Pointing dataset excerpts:
──────────

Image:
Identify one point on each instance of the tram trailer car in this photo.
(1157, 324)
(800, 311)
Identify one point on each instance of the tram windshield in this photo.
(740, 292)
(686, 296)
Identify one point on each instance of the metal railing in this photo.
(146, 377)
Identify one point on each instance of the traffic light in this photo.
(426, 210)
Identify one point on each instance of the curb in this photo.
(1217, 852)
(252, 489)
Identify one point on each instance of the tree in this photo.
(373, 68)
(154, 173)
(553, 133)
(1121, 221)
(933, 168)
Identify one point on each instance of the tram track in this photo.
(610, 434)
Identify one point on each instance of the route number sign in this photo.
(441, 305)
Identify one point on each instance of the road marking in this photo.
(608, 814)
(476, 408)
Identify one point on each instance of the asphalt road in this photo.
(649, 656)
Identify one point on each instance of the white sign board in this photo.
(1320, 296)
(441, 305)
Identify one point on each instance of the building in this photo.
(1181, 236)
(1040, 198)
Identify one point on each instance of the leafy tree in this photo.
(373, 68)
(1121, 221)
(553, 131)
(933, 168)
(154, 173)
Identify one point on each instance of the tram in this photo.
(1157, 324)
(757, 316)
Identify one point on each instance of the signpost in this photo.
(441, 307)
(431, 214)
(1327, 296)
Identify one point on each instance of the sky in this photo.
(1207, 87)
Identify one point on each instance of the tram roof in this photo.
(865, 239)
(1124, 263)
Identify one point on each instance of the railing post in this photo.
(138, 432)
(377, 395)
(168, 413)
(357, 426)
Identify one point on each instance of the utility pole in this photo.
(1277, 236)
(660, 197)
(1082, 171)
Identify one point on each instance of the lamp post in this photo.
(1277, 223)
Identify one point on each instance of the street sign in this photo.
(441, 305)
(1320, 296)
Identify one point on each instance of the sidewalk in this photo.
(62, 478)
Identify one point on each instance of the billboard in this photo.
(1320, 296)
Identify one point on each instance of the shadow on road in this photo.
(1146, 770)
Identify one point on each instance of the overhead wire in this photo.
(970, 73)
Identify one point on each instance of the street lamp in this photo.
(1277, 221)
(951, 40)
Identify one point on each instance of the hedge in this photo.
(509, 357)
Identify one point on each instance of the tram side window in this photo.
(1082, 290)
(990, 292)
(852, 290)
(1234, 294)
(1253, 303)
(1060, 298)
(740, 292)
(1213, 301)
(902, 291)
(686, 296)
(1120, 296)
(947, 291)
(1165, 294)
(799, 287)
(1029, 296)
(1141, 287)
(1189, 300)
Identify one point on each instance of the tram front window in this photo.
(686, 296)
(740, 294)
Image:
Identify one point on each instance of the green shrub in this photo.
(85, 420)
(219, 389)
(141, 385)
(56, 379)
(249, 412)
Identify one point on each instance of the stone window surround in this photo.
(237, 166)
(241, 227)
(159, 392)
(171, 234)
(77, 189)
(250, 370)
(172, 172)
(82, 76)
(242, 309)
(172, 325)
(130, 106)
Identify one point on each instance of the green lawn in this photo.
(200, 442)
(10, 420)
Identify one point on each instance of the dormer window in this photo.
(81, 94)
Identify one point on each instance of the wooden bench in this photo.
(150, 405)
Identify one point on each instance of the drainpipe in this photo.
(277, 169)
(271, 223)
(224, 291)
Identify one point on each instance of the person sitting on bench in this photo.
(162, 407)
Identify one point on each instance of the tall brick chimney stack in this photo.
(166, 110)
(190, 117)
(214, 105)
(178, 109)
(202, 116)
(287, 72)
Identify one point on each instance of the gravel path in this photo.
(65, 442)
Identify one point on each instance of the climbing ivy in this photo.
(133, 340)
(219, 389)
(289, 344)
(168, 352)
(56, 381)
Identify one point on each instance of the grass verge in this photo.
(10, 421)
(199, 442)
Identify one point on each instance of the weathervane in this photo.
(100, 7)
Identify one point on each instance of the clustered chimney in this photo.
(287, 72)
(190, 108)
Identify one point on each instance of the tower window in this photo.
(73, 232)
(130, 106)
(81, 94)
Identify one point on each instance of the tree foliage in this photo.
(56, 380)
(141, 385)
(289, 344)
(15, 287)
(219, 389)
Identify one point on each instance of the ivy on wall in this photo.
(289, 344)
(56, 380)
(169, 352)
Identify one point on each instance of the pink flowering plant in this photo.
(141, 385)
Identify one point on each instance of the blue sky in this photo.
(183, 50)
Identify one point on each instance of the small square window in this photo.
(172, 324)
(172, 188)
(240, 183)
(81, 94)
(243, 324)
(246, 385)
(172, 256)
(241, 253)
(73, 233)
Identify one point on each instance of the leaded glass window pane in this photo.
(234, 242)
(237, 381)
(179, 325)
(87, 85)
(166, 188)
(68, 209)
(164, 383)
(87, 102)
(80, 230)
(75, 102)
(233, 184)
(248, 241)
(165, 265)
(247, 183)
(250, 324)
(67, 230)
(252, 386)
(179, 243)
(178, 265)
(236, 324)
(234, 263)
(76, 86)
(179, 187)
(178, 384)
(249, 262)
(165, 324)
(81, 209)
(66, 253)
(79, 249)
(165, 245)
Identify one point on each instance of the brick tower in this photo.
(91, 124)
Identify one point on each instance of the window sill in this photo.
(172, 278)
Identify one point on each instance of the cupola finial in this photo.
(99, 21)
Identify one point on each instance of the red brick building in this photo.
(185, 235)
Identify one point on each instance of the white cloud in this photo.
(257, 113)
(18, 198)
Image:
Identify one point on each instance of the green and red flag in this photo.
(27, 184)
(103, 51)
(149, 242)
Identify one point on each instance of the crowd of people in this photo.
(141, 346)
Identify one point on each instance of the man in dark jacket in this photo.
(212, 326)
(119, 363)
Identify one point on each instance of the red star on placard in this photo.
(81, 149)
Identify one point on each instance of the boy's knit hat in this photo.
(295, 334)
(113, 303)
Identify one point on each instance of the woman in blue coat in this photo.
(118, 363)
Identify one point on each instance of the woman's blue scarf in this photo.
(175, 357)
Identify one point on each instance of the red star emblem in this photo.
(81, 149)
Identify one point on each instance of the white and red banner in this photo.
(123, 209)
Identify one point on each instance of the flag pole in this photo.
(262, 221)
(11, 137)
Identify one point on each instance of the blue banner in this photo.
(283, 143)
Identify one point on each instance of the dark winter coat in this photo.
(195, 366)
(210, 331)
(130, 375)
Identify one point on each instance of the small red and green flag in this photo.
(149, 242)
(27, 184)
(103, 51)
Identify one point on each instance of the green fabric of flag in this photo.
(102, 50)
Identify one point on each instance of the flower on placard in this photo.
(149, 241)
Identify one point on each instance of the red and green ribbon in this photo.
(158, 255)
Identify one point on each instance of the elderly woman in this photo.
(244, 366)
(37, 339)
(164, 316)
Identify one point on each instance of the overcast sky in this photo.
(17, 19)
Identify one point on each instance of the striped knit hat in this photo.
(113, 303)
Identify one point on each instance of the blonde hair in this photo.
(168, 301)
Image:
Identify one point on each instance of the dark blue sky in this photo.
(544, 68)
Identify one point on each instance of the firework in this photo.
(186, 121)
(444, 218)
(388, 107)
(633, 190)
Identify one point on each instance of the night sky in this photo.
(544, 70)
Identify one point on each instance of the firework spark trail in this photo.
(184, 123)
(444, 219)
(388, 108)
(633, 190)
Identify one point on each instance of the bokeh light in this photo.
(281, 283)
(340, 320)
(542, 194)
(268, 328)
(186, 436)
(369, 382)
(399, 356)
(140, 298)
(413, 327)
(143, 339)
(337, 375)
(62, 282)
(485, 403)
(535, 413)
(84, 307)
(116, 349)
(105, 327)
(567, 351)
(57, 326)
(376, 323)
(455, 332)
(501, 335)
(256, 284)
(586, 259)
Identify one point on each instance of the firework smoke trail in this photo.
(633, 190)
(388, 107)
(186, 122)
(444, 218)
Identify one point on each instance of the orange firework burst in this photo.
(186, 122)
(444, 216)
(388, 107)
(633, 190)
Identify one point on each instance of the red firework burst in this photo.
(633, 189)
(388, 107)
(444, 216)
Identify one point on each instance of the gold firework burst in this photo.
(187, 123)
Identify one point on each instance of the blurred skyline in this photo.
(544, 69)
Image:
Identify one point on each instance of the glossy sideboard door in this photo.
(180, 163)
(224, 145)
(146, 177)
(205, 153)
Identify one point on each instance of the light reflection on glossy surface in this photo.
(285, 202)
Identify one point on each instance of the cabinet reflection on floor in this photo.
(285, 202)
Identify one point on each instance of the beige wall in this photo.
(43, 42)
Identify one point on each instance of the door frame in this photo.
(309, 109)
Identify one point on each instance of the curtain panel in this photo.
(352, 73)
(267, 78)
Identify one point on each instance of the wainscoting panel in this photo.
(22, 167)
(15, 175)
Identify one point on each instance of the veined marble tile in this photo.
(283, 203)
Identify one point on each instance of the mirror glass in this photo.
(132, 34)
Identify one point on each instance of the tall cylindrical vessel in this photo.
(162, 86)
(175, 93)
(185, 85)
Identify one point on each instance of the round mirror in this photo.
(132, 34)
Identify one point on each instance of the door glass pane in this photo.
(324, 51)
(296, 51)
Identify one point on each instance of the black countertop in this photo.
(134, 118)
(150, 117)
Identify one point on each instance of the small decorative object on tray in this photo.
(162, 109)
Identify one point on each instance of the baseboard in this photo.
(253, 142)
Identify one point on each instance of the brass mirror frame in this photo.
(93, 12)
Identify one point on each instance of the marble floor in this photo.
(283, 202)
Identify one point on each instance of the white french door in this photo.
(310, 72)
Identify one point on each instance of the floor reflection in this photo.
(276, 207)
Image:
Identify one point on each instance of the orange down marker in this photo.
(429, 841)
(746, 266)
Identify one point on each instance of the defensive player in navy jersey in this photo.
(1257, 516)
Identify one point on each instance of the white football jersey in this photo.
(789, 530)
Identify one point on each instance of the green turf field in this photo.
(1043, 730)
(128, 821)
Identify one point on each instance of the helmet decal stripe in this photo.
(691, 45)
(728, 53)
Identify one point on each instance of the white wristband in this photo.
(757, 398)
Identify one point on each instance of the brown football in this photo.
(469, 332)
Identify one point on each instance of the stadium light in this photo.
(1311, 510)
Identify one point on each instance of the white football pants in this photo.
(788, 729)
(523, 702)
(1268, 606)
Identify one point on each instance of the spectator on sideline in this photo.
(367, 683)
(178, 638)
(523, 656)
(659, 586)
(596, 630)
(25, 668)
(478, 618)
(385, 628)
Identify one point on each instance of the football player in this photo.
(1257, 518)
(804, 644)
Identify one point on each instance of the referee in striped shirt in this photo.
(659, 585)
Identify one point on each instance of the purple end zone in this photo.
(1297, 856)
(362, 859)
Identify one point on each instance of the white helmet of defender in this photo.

──────────

Find the line containing "Identify one point on each instance of the floor" in the material above. Print it and every line after it through the end, exactly and only those.

**Task answer**
Identify one point on each instance of the floor reflection in this photo.
(276, 207)
Image:
Identify one point on each instance of the orange down marker in this photo.
(429, 841)
(746, 266)
Identify one point on each instance of the defensive player in navy jersey in this photo.
(1257, 516)
Identify one point on each instance of the white football jersey in this photo.
(789, 530)
Identify one point on each instance of the green turf field in this photo.
(1043, 730)
(128, 821)
Identify one point on each instance of the helmet decal stripe in this photo.
(691, 45)
(728, 53)
Identify one point on each instance of the white wristband in this photo.
(757, 398)
Identify one point on each instance of the brown football in this photo.
(469, 332)
Identify one point on each instance of the stadium light in this photo.
(1311, 510)
Identify one point on each instance of the white football pants in this photo.
(788, 729)
(523, 702)
(1268, 606)
Identify one point on each instance of the spectator on sideline in this photo.
(367, 683)
(178, 638)
(523, 656)
(659, 586)
(596, 630)
(25, 668)
(478, 618)
(385, 628)
Identify one point on each instance of the football player in this photo.
(1257, 518)
(804, 644)
Identify one point on each instance of the referee in striped shirt in this photo.
(659, 585)
Identify one point on each instance of the purple end zone in this photo.
(1297, 856)
(362, 859)
Identify one point on each instance of the white helmet of defender in this photo.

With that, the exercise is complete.